_Required task_
Below, quote verbatim the records beginning with the line containing "Expected: one point per instance of the rifle, each" and continuing through the final line of the records, including both the first and last lines.

□ □ □ □

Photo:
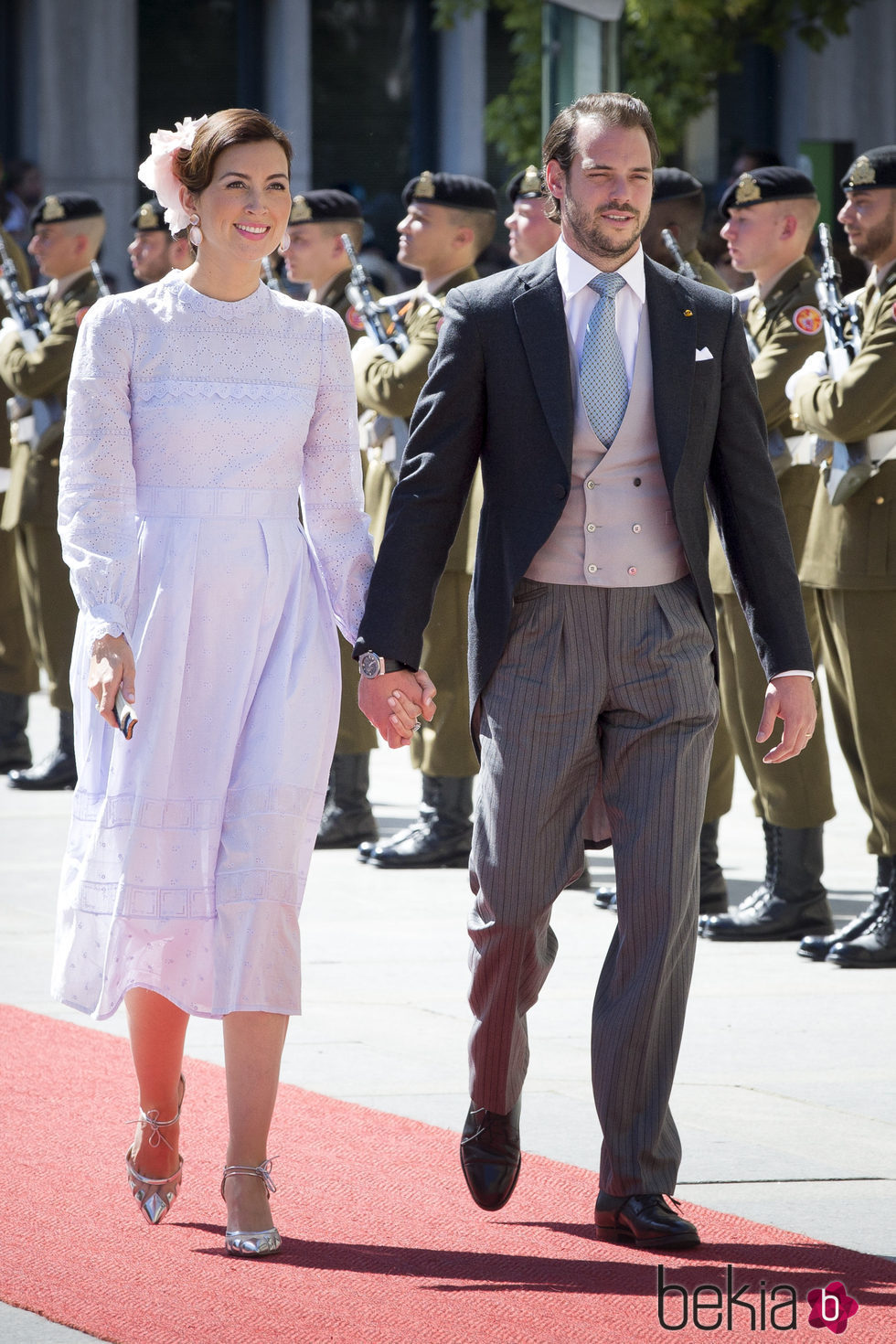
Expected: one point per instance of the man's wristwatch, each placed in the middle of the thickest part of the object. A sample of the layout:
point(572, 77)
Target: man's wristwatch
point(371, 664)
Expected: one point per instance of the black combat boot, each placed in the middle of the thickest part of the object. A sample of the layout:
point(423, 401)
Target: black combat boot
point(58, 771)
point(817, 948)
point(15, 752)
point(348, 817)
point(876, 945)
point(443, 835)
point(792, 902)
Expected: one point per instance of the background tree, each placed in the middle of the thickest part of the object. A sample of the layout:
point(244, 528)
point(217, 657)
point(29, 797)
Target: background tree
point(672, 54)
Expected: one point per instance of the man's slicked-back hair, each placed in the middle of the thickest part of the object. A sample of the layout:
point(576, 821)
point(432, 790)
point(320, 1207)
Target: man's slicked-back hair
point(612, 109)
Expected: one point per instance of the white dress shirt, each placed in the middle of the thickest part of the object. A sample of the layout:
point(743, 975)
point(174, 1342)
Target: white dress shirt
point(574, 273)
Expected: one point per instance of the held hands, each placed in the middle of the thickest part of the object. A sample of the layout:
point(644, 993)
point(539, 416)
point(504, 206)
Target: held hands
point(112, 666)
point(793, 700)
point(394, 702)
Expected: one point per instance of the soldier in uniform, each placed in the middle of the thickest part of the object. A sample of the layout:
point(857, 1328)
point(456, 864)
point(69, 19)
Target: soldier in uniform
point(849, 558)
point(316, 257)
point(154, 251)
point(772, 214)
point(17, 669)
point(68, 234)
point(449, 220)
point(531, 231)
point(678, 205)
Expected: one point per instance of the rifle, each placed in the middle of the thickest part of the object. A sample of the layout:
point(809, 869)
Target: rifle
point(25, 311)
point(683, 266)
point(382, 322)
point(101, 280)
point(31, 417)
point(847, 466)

□ □ □ □

_Right answer_
Expected: one point per instance of the rifle, each placed in the middle of the thickest part of the object. A sample of the layout:
point(809, 869)
Target: rifle
point(25, 311)
point(683, 266)
point(382, 322)
point(101, 280)
point(31, 417)
point(847, 466)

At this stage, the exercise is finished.